FIG. 3 shows an embodiment of the current disclosure in which an avatar 32 as disclosed herein is projected or otherwise displayed in a display portion 34 of an augmented reality display device 30, such as augmented reality glasses. One mode of operation for the augmented reality display device 30 (or any of the end-user computing devices 52, 30, 46) may be a stand-alone mode (e.g., not necessarily utilizing the server(s) 50). For example, the embodiment of FIG. 3 need only receive an audio input from the user's surroundings (e.g., from an integrated mic 33) with the augmented reality glasses and the processes and systems disclosed herein converts the speech received in the audio input into sign language gestures of the avatar 32 in real time or near real time as disclosed herein for display in the device's display portion 34. For example, if a user is speaking with another person while wearing the glasses 30, the audio input would include the other person's speech and the glasses 30 would convert the other person's speech in real time or near real time into sign language gestures of the displayed avatar 32.



FIG. 4 shows an embodiment of the current disclosure in which an avatar 42 as disclosed herein is incorporated into or otherwise displayed with the display 44 of a virtual reality display device, such as virtual reality goggles 46.



FIG. 5 provides an exemplary system diagram for implementing various embodiments disclosed herein. One or more servers 50 are connected to various computing devices (such as user computer 52 having a display 53, mobile computing device operating as an augmented reality display device 30, virtual reality display device 46 and the like) via data and network connections over a computer network 58 such as the Internet.


In general, the routines executed to implement the embodiments of the disclosure (for example, on server(s) 50 and/or on user devices 52, 30, 46), whether implemented as part of an operating system or a specific application, component, program, object, module or sequence of instructions, or even a subset thereof, may be referred to herein as “computer program code,” or simply “program code.” Program code typically comprises computer readable instructions that are resident at various times in various memory and storage devices in a computer and that, when read and executed by one or more processors in a computer, cause that computer to perform the operations necessary to execute operations and/or elements embodying the various aspects of the embodiments of the invention. Computer readable program instructions for carrying out operations of the embodiments of the invention may be, for example, assembly language or either source code or object code written in any combination of one or more programming languages.

Set task 1: In the records, copy the stretch from the start through the line containing "point(165, 106)", requests included, and multiply every point coordinate in the answers by 1.75, rounding to whole numbers with halves rounded up.
The records are unrelated to the text above.

(Point placement records)

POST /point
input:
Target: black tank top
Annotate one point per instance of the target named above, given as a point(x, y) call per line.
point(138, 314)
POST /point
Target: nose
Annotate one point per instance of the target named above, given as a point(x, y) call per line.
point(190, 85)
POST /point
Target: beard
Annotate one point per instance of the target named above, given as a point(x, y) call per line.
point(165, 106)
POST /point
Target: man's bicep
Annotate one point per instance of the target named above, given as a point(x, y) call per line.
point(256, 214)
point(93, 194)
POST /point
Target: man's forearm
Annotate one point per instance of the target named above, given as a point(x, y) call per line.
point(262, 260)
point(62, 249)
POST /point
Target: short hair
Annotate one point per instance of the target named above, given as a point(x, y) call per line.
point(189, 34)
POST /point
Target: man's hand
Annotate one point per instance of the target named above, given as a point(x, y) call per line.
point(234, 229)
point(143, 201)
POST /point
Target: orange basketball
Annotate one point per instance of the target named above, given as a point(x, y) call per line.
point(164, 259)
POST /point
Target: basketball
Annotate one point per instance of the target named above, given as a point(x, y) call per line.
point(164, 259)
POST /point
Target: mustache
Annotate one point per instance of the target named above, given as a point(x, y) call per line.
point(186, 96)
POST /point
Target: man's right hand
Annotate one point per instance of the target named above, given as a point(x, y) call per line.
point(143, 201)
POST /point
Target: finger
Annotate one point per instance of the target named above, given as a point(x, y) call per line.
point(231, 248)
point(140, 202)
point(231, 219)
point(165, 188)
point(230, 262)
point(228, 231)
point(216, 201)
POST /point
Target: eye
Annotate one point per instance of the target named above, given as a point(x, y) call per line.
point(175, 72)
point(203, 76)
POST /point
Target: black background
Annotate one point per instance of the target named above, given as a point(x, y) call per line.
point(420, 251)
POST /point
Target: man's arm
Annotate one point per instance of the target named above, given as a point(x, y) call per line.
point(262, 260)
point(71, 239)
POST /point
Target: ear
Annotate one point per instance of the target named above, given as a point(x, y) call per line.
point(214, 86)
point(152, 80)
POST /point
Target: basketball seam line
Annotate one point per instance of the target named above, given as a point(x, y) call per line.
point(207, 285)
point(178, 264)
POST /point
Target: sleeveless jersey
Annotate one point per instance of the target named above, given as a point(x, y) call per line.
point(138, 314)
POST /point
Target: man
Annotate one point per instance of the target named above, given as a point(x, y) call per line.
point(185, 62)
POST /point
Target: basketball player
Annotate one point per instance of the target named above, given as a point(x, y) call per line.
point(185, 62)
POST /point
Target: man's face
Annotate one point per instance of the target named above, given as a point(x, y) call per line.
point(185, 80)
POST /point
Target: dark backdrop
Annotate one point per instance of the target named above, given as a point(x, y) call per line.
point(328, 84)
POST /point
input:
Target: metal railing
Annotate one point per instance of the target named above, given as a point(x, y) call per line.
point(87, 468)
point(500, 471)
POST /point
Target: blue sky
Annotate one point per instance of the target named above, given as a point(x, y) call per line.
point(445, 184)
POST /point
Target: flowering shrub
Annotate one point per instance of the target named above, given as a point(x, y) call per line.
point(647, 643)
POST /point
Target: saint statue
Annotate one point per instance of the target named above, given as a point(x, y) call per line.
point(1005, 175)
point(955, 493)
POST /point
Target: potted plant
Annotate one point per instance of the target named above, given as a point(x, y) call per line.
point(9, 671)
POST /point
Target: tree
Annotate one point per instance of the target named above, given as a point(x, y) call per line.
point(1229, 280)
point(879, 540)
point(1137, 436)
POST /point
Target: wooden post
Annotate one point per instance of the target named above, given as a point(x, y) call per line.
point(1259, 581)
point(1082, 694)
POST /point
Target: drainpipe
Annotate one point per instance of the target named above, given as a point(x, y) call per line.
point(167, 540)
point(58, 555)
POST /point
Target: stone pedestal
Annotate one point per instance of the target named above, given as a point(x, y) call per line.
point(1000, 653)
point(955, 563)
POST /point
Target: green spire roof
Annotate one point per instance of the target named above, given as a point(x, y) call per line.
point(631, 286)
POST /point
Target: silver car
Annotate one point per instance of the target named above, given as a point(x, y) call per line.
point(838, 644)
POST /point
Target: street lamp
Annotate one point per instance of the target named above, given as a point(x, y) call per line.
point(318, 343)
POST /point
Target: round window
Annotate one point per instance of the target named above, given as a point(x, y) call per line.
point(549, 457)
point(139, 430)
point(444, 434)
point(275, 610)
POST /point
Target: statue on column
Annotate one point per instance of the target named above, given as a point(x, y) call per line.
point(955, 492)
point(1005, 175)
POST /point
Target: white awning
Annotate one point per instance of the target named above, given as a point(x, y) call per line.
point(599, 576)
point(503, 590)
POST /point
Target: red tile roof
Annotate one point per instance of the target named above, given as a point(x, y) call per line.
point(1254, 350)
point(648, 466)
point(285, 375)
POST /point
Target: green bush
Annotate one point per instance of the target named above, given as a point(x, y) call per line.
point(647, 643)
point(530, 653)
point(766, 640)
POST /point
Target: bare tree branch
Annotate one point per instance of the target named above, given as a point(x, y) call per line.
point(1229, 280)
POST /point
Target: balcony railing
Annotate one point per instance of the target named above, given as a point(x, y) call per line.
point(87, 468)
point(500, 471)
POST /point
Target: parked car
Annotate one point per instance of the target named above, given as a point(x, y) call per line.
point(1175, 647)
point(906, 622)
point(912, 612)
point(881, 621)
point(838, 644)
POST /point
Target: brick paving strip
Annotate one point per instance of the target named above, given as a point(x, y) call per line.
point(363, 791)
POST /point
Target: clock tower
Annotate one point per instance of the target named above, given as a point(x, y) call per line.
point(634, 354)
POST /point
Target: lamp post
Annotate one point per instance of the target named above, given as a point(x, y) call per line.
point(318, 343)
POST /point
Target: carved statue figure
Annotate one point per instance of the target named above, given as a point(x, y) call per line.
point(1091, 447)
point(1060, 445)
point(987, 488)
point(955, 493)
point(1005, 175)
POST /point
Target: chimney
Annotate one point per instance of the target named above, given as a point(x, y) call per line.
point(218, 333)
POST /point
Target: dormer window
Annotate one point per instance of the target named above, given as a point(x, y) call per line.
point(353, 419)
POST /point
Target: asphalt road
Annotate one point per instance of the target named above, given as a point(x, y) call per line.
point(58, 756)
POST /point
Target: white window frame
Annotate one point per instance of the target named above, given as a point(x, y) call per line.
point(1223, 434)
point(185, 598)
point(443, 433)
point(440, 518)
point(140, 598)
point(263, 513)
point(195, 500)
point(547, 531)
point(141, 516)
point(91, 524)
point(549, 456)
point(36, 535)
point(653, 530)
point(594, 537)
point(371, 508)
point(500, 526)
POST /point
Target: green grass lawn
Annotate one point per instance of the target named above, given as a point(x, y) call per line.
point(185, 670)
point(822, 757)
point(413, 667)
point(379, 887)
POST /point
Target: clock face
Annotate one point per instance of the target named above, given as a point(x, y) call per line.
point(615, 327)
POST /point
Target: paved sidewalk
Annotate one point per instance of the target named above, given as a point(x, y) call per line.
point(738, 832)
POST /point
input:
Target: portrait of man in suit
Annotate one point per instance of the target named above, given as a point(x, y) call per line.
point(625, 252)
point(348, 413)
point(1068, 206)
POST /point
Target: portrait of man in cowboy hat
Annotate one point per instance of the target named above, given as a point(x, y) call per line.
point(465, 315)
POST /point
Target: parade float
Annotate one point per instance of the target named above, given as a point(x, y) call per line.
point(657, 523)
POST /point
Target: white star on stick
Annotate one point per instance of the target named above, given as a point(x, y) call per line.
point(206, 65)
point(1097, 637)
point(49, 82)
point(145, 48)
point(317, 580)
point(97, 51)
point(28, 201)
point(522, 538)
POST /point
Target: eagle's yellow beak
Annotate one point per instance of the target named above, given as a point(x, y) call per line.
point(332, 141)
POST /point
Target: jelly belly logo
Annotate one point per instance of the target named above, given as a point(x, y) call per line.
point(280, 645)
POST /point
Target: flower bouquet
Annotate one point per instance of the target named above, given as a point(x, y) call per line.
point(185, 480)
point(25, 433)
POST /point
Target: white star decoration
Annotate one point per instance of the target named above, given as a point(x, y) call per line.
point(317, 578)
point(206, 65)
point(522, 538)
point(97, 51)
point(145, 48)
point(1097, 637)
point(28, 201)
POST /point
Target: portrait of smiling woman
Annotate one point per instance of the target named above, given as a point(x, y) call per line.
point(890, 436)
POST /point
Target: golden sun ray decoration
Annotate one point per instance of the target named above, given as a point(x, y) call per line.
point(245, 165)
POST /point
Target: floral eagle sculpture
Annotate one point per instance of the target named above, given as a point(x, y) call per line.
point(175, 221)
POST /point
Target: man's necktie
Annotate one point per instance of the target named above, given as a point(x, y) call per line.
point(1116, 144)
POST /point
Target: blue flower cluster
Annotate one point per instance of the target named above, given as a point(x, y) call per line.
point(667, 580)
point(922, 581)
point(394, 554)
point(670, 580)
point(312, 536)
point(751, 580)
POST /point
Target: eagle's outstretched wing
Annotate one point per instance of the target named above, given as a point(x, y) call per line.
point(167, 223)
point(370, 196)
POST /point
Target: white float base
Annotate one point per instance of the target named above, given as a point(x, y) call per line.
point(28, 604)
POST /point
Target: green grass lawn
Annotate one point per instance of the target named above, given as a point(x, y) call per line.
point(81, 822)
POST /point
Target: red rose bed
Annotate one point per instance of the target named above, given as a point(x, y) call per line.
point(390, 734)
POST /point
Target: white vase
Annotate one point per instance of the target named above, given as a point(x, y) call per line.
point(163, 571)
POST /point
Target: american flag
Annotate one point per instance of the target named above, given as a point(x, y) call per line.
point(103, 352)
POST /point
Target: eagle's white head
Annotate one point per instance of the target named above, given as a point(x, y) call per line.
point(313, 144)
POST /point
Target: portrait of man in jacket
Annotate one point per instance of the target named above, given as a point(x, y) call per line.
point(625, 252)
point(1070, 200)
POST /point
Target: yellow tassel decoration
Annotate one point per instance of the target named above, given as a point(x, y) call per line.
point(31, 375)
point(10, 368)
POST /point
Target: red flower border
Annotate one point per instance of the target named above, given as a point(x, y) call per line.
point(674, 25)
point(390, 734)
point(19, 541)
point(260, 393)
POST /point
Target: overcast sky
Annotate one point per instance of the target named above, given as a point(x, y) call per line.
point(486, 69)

Set task 2: Using the passage on sign-language avatars, decide whether each statement agrees with it: (a) The augmented reality glasses can take audio input from an integrated mic. (b) In FIG. 4 the avatar is shown on augmented reality glasses. (c) The servers reach the computing devices over a computer network such as the Internet. Answer yes or no for each and quote the deciding words.

Correct answer 1:
POST /point
input:
Target: black tank top
Annotate one point per instance of the target named above, given as a point(x, y) call per line.
point(242, 550)
POST /point
Target: nose
Annotate one point per instance of the target named above, given as a point(x, y) call per line.
point(333, 149)
POST /point
Target: beard
Annotate one point per instance of the target named above, given as a point(x, y) call per line.
point(289, 186)

Correct answer 2:
(a) Yes: "e.g., from an integrated mic 33"
(b) No: "displayed with the display 44 of a virtual reality display device, such as virtual reality goggles 46"
(c) Yes: "via data and network connections over a computer network 58 such as the Internet"